**DIRECTION**
Quote exactly, and only, the lines from the one containing "Could you please put a dot on the carved relief" through the end of the material below. Skip pictures.
------ MATERIAL SUPPLIED ------
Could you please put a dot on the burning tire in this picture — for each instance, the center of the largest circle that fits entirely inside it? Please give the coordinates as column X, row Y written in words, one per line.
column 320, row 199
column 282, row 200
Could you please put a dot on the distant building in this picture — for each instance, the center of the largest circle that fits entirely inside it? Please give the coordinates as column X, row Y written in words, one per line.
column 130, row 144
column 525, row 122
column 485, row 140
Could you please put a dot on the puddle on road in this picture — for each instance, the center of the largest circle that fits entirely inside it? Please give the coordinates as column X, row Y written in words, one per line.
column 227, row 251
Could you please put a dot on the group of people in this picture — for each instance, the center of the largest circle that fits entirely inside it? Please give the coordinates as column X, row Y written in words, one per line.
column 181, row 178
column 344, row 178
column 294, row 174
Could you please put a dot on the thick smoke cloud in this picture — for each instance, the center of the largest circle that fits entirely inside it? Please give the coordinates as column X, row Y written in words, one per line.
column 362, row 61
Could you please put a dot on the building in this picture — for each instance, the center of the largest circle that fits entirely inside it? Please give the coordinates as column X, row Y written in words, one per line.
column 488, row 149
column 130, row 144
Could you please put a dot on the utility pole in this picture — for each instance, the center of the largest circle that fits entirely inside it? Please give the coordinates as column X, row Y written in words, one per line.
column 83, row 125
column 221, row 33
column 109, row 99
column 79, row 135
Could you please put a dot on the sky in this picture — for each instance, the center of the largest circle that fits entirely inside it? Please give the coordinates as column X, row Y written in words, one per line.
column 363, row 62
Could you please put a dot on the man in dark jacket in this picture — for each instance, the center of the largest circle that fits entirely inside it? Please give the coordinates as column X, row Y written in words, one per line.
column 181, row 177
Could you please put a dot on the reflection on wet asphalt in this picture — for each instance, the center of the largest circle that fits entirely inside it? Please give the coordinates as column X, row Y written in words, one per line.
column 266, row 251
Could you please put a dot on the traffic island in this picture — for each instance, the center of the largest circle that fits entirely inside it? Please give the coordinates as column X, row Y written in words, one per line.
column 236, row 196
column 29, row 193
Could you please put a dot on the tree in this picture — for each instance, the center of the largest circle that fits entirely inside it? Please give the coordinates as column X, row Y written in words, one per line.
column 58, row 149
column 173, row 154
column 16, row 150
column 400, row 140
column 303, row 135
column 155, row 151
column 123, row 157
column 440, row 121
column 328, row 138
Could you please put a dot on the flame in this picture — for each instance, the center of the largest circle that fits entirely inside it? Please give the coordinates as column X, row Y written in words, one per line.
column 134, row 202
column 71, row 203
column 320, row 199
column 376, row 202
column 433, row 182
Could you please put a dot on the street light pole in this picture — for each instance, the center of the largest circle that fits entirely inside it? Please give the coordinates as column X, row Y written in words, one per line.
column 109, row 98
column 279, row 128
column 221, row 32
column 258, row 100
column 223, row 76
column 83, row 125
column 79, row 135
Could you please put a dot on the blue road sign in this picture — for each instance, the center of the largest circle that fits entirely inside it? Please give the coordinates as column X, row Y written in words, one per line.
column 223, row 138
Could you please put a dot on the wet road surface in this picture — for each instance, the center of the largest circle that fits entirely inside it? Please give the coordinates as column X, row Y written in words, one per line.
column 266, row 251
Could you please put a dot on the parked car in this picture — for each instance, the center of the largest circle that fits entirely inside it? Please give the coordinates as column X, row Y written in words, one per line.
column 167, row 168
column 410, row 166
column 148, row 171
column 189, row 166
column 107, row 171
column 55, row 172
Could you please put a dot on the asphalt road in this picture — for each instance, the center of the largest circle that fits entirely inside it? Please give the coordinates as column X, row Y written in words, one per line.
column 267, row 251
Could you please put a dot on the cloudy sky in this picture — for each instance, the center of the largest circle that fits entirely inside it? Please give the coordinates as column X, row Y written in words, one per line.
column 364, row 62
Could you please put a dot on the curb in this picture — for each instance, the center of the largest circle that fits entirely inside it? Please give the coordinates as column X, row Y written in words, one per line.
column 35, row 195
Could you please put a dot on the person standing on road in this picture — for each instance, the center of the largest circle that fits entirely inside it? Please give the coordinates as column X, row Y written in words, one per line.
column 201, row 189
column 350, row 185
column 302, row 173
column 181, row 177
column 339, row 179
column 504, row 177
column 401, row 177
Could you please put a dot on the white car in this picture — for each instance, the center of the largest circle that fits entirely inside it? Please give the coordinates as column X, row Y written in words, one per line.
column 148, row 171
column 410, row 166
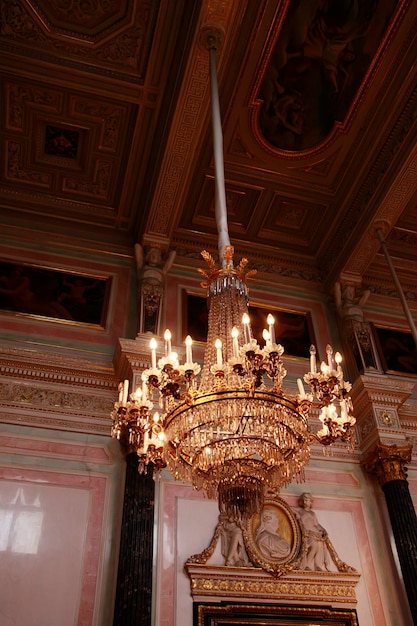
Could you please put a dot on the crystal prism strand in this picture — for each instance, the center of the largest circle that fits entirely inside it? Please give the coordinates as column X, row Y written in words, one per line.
column 227, row 303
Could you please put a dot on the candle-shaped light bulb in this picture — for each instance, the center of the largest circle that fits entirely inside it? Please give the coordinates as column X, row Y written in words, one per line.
column 137, row 396
column 218, row 346
column 338, row 359
column 267, row 336
column 235, row 335
column 246, row 327
column 301, row 389
column 145, row 440
column 167, row 337
column 313, row 359
column 329, row 351
column 188, row 349
column 144, row 389
column 125, row 391
column 152, row 345
column 271, row 321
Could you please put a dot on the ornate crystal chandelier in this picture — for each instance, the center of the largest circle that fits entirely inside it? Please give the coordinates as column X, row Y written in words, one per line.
column 228, row 427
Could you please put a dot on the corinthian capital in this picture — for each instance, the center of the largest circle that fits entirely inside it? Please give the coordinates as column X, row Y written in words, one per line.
column 388, row 462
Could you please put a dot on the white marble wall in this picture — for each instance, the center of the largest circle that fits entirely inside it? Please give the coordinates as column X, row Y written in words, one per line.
column 187, row 521
column 58, row 528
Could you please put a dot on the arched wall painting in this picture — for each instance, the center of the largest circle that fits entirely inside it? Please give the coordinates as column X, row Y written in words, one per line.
column 318, row 64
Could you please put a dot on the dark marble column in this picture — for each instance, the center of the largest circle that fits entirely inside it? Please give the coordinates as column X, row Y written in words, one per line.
column 389, row 464
column 133, row 605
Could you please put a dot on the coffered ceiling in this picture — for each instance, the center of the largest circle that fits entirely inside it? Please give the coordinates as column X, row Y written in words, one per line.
column 106, row 130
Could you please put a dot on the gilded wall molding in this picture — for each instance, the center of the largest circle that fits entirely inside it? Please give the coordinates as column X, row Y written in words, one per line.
column 254, row 584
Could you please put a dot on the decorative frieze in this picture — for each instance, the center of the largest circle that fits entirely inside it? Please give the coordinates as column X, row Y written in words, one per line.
column 254, row 584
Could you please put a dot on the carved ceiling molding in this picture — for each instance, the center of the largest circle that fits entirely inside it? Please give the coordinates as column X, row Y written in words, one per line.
column 124, row 52
column 283, row 267
column 54, row 422
column 391, row 205
column 52, row 367
column 91, row 175
column 191, row 107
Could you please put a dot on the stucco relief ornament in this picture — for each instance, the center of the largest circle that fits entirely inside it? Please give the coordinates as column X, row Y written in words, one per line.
column 278, row 539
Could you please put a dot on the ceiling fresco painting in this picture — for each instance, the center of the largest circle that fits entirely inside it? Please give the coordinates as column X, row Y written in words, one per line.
column 317, row 66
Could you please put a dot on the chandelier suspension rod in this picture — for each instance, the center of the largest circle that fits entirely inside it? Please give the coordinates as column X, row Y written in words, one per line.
column 398, row 285
column 220, row 192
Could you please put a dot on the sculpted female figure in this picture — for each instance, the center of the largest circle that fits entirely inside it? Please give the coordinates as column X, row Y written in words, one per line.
column 270, row 543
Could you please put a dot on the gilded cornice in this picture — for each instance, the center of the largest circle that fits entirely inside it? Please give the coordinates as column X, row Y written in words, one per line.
column 252, row 583
column 388, row 462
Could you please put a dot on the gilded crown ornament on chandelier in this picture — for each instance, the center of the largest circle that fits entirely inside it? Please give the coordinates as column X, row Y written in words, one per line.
column 228, row 427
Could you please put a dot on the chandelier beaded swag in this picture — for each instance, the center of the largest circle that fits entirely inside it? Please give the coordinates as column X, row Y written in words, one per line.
column 228, row 427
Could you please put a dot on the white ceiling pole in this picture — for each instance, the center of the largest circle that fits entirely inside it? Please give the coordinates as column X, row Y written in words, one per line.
column 398, row 285
column 220, row 192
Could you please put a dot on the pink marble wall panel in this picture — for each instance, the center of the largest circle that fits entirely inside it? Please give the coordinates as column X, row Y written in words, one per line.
column 187, row 521
column 53, row 531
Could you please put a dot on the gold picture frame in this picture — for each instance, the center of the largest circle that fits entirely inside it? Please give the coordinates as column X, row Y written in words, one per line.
column 266, row 615
column 293, row 329
column 55, row 294
column 273, row 537
column 396, row 349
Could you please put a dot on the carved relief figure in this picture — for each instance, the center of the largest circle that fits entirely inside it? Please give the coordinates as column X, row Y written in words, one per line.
column 268, row 540
column 151, row 270
column 232, row 543
column 349, row 303
column 318, row 550
column 315, row 536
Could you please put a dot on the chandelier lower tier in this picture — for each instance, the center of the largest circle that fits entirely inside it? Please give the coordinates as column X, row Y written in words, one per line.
column 230, row 430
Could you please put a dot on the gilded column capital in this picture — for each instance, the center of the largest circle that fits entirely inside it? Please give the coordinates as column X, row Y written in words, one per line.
column 388, row 462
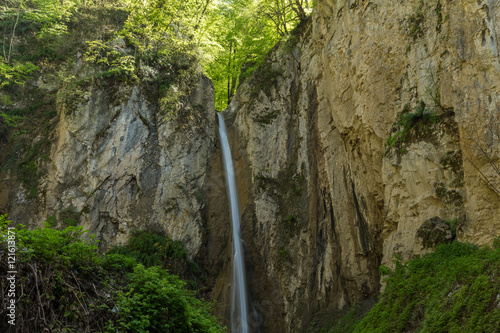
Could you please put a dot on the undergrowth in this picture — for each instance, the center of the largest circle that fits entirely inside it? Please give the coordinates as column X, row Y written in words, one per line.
------
**TASK SOLUTION**
Could you please put a dot on the carved relief figure in this picture — for each instance, the center of the largest circle that fits entirely inside it? Please give the coordinates as column X, row Y written in words, one per line.
column 268, row 540
column 151, row 270
column 232, row 543
column 349, row 303
column 318, row 550
column 315, row 536
Could you please put a dot on the chandelier lower tier in this picture — for each instance, the center of the largest circle that fits entirely inside it? Please give the coordinates as column X, row Y written in words, one per line.
column 230, row 430
Could you please put a dot on the gilded column capital in this picture — for each instance, the center of the largest circle that fits entirely inside it? Please give the coordinates as column X, row Y written in words, one per line.
column 388, row 462
Could you please put a dot on the undergrowth in this picture — for each instance, the center of the largest circle that fits entirely inside it? Please give the coordinates as column X, row Y written in words, one per line.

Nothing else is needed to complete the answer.